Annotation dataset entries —
§ §
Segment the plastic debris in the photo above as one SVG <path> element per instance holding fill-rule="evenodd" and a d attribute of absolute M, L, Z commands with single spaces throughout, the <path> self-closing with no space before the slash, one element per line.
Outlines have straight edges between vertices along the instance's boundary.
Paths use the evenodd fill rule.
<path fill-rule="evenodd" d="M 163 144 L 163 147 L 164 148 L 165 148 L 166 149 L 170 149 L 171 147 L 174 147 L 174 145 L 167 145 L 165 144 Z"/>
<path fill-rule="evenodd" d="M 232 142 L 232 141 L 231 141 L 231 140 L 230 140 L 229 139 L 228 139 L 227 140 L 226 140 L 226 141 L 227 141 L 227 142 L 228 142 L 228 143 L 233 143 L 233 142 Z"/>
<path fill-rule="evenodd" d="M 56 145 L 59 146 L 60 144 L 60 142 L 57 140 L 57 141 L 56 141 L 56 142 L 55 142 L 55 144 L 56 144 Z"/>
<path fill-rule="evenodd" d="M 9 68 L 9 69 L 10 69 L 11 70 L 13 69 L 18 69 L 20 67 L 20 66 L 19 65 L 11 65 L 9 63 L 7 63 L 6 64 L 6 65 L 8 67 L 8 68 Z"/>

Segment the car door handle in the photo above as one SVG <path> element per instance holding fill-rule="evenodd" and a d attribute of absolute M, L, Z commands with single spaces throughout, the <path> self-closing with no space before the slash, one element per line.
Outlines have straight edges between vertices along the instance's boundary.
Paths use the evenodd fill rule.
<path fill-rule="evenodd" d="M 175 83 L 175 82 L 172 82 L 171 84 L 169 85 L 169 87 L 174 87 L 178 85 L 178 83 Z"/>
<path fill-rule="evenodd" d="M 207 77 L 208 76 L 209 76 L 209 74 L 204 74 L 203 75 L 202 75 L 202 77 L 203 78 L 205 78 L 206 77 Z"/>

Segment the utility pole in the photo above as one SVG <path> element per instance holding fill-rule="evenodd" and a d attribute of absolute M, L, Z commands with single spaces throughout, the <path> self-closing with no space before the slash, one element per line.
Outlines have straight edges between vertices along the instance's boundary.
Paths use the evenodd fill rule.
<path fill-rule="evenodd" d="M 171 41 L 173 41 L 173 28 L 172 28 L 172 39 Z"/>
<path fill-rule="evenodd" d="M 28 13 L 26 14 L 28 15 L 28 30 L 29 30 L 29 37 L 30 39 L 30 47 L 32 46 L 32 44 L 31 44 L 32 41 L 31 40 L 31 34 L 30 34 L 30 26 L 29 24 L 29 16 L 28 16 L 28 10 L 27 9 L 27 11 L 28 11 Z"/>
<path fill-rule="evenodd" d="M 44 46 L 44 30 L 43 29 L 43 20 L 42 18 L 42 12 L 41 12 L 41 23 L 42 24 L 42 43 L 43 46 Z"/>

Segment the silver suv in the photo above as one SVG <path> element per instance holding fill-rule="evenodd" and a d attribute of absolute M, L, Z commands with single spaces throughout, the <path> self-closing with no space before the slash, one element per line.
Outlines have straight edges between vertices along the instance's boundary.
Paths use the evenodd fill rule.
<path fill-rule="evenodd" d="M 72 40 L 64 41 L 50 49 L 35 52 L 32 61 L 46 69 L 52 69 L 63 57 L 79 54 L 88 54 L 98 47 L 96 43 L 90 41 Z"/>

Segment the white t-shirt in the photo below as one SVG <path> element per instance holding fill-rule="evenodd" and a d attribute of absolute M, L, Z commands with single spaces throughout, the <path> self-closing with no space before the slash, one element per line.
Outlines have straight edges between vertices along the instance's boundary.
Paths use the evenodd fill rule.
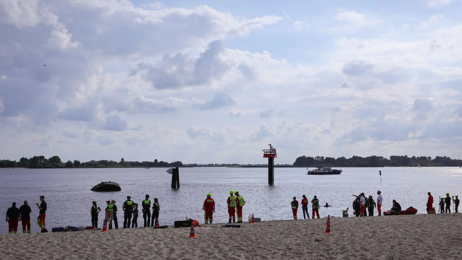
<path fill-rule="evenodd" d="M 382 194 L 378 194 L 377 196 L 377 204 L 379 205 L 382 205 L 382 203 L 383 202 L 383 199 L 382 198 Z"/>
<path fill-rule="evenodd" d="M 365 205 L 366 204 L 366 199 L 364 198 L 364 197 L 361 196 L 361 198 L 359 199 L 361 200 L 361 204 Z"/>

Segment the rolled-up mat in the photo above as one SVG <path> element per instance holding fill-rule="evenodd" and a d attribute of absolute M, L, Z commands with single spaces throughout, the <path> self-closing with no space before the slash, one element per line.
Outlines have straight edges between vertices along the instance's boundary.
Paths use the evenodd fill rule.
<path fill-rule="evenodd" d="M 224 225 L 222 225 L 222 227 L 224 227 L 225 228 L 240 228 L 241 225 L 238 225 L 237 224 L 225 224 Z"/>

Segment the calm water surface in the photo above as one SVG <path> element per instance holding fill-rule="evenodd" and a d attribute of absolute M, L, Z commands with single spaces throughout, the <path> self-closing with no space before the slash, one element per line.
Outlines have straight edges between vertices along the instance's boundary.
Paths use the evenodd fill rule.
<path fill-rule="evenodd" d="M 140 204 L 140 208 L 146 194 L 150 195 L 152 201 L 157 198 L 161 208 L 160 224 L 171 225 L 186 217 L 203 223 L 202 205 L 209 192 L 216 203 L 214 222 L 227 222 L 226 199 L 230 190 L 238 190 L 246 201 L 244 221 L 252 214 L 262 220 L 291 219 L 292 197 L 297 197 L 300 202 L 303 194 L 310 200 L 316 195 L 320 204 L 328 202 L 333 206 L 322 208 L 322 217 L 327 214 L 341 217 L 341 210 L 347 207 L 351 216 L 354 198 L 352 194 L 361 192 L 373 195 L 376 200 L 377 191 L 381 191 L 383 210 L 389 210 L 394 199 L 403 208 L 412 206 L 419 213 L 426 213 L 428 192 L 435 202 L 447 192 L 451 196 L 462 195 L 462 169 L 458 167 L 344 168 L 340 175 L 326 176 L 306 175 L 304 168 L 276 168 L 273 186 L 267 184 L 265 168 L 180 168 L 178 190 L 170 188 L 171 175 L 165 172 L 167 169 L 0 169 L 0 208 L 5 216 L 13 201 L 19 207 L 24 200 L 29 201 L 32 209 L 32 232 L 37 232 L 38 210 L 35 203 L 39 202 L 42 195 L 45 196 L 48 205 L 46 226 L 49 230 L 58 226 L 91 225 L 91 201 L 97 201 L 103 210 L 106 201 L 112 199 L 120 209 L 118 218 L 122 227 L 122 206 L 127 195 Z M 381 182 L 379 170 L 382 171 Z M 90 191 L 102 181 L 109 180 L 120 184 L 122 191 Z M 299 218 L 303 217 L 301 207 L 298 215 Z M 103 216 L 102 211 L 100 226 Z M 143 222 L 140 216 L 139 226 Z M 20 233 L 20 223 L 18 229 Z M 7 223 L 0 221 L 0 233 L 7 233 Z"/>

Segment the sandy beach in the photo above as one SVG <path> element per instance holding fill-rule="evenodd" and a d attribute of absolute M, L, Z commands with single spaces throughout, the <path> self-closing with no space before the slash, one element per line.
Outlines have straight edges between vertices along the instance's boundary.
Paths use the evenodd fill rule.
<path fill-rule="evenodd" d="M 2 259 L 456 259 L 458 214 L 0 235 Z M 444 248 L 444 249 L 443 248 Z"/>

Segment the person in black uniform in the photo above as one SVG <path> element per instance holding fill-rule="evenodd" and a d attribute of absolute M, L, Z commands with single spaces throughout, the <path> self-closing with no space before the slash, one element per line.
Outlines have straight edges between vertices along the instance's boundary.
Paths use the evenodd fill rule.
<path fill-rule="evenodd" d="M 457 210 L 457 208 L 459 207 L 459 203 L 460 201 L 459 200 L 459 195 L 456 195 L 456 199 L 454 199 L 454 197 L 452 197 L 452 201 L 454 203 L 454 206 L 456 206 L 456 213 L 457 213 L 459 211 Z"/>
<path fill-rule="evenodd" d="M 132 213 L 133 213 L 133 207 L 134 203 L 131 199 L 132 197 L 127 196 L 127 200 L 123 203 L 122 209 L 123 210 L 123 228 L 130 227 L 130 222 L 132 220 Z"/>
<path fill-rule="evenodd" d="M 159 202 L 157 200 L 157 198 L 154 198 L 154 204 L 152 204 L 152 221 L 151 223 L 151 226 L 152 227 L 154 227 L 155 225 L 156 222 L 154 221 L 156 219 L 157 219 L 157 221 L 159 221 L 159 210 L 160 209 L 160 207 L 159 206 Z"/>
<path fill-rule="evenodd" d="M 151 201 L 148 199 L 149 195 L 146 194 L 146 199 L 143 201 L 141 205 L 143 206 L 143 218 L 145 220 L 145 227 L 149 227 L 151 222 Z M 147 217 L 147 222 L 146 222 L 146 217 Z"/>
<path fill-rule="evenodd" d="M 133 209 L 133 219 L 132 220 L 132 227 L 138 227 L 138 204 L 135 203 L 135 208 Z"/>
<path fill-rule="evenodd" d="M 100 211 L 101 209 L 96 204 L 96 201 L 93 201 L 93 206 L 91 206 L 90 212 L 91 213 L 91 226 L 95 228 L 98 227 L 98 213 Z"/>
<path fill-rule="evenodd" d="M 114 211 L 113 213 L 113 216 L 114 217 L 114 226 L 116 227 L 116 229 L 119 228 L 119 223 L 117 223 L 117 206 L 116 205 L 116 201 L 111 200 L 111 204 L 114 204 Z M 112 225 L 111 225 L 111 226 L 112 226 Z"/>

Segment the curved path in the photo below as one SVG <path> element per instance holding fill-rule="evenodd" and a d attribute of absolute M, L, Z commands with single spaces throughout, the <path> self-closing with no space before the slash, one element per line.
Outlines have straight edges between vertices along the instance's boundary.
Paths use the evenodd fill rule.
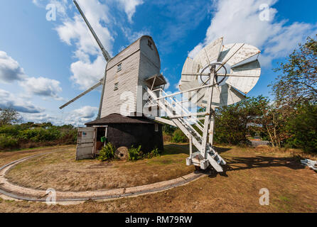
<path fill-rule="evenodd" d="M 0 194 L 11 198 L 33 201 L 45 201 L 48 194 L 45 190 L 26 188 L 13 184 L 6 178 L 6 173 L 15 165 L 38 156 L 48 155 L 48 152 L 35 155 L 11 162 L 0 167 Z M 114 189 L 85 191 L 85 192 L 56 192 L 56 201 L 80 201 L 88 199 L 102 200 L 142 195 L 151 192 L 167 190 L 187 184 L 203 176 L 203 173 L 190 173 L 188 175 L 165 182 Z"/>

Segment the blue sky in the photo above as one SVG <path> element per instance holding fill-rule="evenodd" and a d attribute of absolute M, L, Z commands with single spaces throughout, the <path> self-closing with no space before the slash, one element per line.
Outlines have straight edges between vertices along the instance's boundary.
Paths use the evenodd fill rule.
<path fill-rule="evenodd" d="M 269 96 L 272 70 L 298 43 L 317 33 L 314 0 L 77 0 L 112 56 L 141 35 L 153 37 L 176 92 L 186 57 L 217 38 L 247 43 L 262 51 L 262 74 L 249 96 Z M 56 6 L 56 21 L 45 9 Z M 269 7 L 262 21 L 259 6 Z M 106 62 L 70 0 L 0 1 L 0 107 L 24 121 L 82 125 L 94 119 L 100 90 L 60 111 L 58 106 L 103 76 Z"/>

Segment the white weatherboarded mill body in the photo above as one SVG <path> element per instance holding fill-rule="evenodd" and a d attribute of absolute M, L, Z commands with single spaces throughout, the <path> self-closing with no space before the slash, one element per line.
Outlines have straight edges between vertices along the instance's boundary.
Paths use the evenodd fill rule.
<path fill-rule="evenodd" d="M 144 35 L 107 64 L 101 118 L 111 114 L 142 116 L 146 82 L 159 74 L 161 62 L 153 39 Z"/>
<path fill-rule="evenodd" d="M 75 0 L 74 2 L 107 62 L 104 77 L 100 82 L 60 107 L 64 108 L 103 85 L 97 119 L 86 123 L 90 127 L 79 129 L 77 158 L 93 157 L 105 144 L 102 143 L 104 138 L 117 148 L 141 145 L 146 148 L 143 150 L 146 152 L 155 147 L 163 150 L 161 126 L 149 119 L 151 118 L 177 126 L 188 137 L 190 157 L 187 165 L 203 170 L 211 166 L 222 172 L 222 165 L 226 162 L 213 143 L 215 108 L 241 101 L 255 86 L 261 74 L 257 60 L 259 50 L 246 43 L 224 45 L 223 38 L 220 38 L 203 48 L 193 59 L 187 58 L 181 92 L 167 94 L 164 92 L 166 81 L 160 74 L 158 52 L 150 36 L 141 37 L 112 58 Z M 178 101 L 180 96 L 182 100 Z M 205 111 L 192 112 L 187 108 L 190 103 L 205 108 Z M 154 110 L 150 111 L 152 107 Z M 171 120 L 158 117 L 158 108 Z M 147 118 L 143 116 L 144 110 L 150 114 Z M 197 152 L 193 153 L 193 145 Z"/>

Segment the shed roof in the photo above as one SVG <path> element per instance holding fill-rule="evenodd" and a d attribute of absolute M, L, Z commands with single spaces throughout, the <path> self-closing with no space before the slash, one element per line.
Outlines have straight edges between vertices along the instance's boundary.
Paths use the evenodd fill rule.
<path fill-rule="evenodd" d="M 120 114 L 112 114 L 104 118 L 97 119 L 88 123 L 86 126 L 103 125 L 109 123 L 158 123 L 144 116 L 124 116 Z"/>

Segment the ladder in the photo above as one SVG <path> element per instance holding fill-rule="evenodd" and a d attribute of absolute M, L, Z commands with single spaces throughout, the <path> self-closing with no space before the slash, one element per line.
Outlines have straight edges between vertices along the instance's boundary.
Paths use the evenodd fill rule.
<path fill-rule="evenodd" d="M 149 95 L 147 103 L 151 106 L 156 106 L 163 110 L 189 139 L 190 157 L 186 159 L 186 165 L 193 165 L 202 170 L 211 166 L 218 172 L 223 172 L 221 165 L 226 165 L 226 162 L 213 146 L 213 115 L 191 113 L 181 104 L 183 102 L 178 101 L 176 94 L 168 95 L 161 88 L 156 90 L 148 88 L 147 92 Z M 197 116 L 205 116 L 204 123 L 198 120 Z M 211 134 L 208 135 L 208 132 Z M 193 145 L 198 150 L 198 152 L 193 153 Z"/>

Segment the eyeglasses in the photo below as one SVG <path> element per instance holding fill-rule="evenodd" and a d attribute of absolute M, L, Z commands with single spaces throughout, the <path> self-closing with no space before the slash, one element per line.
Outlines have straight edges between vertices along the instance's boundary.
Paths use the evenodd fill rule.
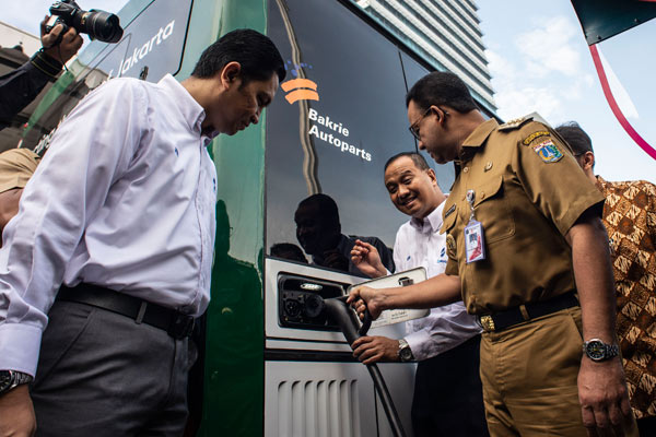
<path fill-rule="evenodd" d="M 408 130 L 410 131 L 410 133 L 412 133 L 412 137 L 414 137 L 417 139 L 417 141 L 420 141 L 421 139 L 419 138 L 419 125 L 421 123 L 421 121 L 426 118 L 426 116 L 429 115 L 429 113 L 431 111 L 431 108 L 426 109 L 421 117 L 419 117 L 419 120 L 414 121 L 412 125 L 410 125 L 410 127 L 408 128 Z"/>

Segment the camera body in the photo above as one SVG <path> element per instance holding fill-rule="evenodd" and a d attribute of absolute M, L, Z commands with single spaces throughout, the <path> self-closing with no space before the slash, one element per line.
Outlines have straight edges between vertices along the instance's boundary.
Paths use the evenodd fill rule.
<path fill-rule="evenodd" d="M 122 37 L 122 27 L 117 15 L 92 9 L 82 10 L 74 0 L 60 0 L 50 7 L 50 20 L 46 24 L 46 33 L 61 24 L 63 31 L 55 44 L 59 44 L 61 36 L 69 29 L 75 28 L 78 33 L 89 34 L 91 39 L 104 43 L 118 43 Z"/>

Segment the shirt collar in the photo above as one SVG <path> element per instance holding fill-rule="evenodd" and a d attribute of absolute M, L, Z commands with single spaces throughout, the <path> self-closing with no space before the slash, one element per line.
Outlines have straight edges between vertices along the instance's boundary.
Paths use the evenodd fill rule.
<path fill-rule="evenodd" d="M 189 94 L 189 92 L 171 74 L 166 74 L 162 78 L 157 85 L 171 93 L 172 99 L 175 102 L 175 105 L 189 125 L 189 128 L 200 135 L 202 131 L 200 125 L 206 117 L 202 106 L 200 106 L 200 104 L 191 97 L 191 94 Z M 219 132 L 212 132 L 209 135 L 203 134 L 202 144 L 207 145 L 209 143 L 209 141 L 206 140 L 206 137 L 211 140 L 216 137 L 218 133 Z"/>
<path fill-rule="evenodd" d="M 422 234 L 435 234 L 442 227 L 442 212 L 444 211 L 445 203 L 446 200 L 440 203 L 440 205 L 431 211 L 431 213 L 423 220 L 414 217 L 410 218 L 410 226 L 414 227 Z"/>
<path fill-rule="evenodd" d="M 497 127 L 499 123 L 494 118 L 480 123 L 462 142 L 462 147 L 480 147 Z"/>

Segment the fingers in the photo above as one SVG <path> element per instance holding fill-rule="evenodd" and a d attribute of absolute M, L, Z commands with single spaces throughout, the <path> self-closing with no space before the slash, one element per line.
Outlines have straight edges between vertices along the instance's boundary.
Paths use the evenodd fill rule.
<path fill-rule="evenodd" d="M 40 32 L 42 32 L 42 38 L 44 37 L 44 35 L 46 34 L 46 23 L 48 22 L 48 15 L 44 16 L 44 19 L 40 22 Z"/>
<path fill-rule="evenodd" d="M 347 304 L 352 304 L 354 300 L 360 298 L 360 287 L 355 287 L 351 290 L 349 297 L 347 298 Z"/>
<path fill-rule="evenodd" d="M 44 25 L 44 32 L 43 32 L 43 36 L 42 36 L 42 46 L 44 46 L 44 48 L 51 47 L 52 44 L 55 44 L 55 42 L 59 37 L 59 34 L 61 33 L 62 29 L 63 29 L 63 26 L 61 24 L 58 24 L 50 31 L 50 33 L 45 34 L 46 27 Z"/>
<path fill-rule="evenodd" d="M 608 406 L 608 418 L 610 421 L 610 425 L 616 430 L 616 436 L 623 436 L 624 417 L 622 415 L 622 410 L 619 404 L 611 403 Z"/>

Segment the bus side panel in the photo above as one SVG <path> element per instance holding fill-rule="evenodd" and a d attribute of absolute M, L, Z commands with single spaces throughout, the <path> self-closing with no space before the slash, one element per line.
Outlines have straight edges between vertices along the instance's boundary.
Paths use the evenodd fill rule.
<path fill-rule="evenodd" d="M 265 33 L 265 4 L 222 2 L 220 35 L 239 27 Z M 207 23 L 199 31 L 208 25 L 215 27 Z M 265 126 L 262 117 L 259 125 L 234 137 L 220 135 L 211 145 L 218 173 L 216 243 L 207 315 L 202 436 L 262 435 Z"/>

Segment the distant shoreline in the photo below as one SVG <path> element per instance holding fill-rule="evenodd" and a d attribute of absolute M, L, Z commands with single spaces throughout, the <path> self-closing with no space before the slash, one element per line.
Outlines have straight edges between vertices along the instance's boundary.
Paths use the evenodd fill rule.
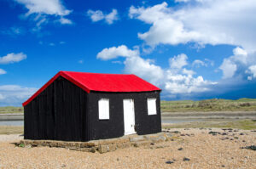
§ §
Task brief —
From the data above, pick out each line that contains the string "body", matching case exactly.

Response —
Segment the white weatherboarded mill body in the photo above as one SVG <path> element per instance holding fill-rule="evenodd" and a d attribute of absolute M, L, Z commands with single spaces throughout, the <path> self-closing with no space before the slash, one element per line.
Segment the camera body in the photo above as one SVG <path> element per instance holding fill-rule="evenodd" and a d attribute of absolute M, L, Z commands with single spaces throughout, the <path> self-closing with no space before the slash, one element per line.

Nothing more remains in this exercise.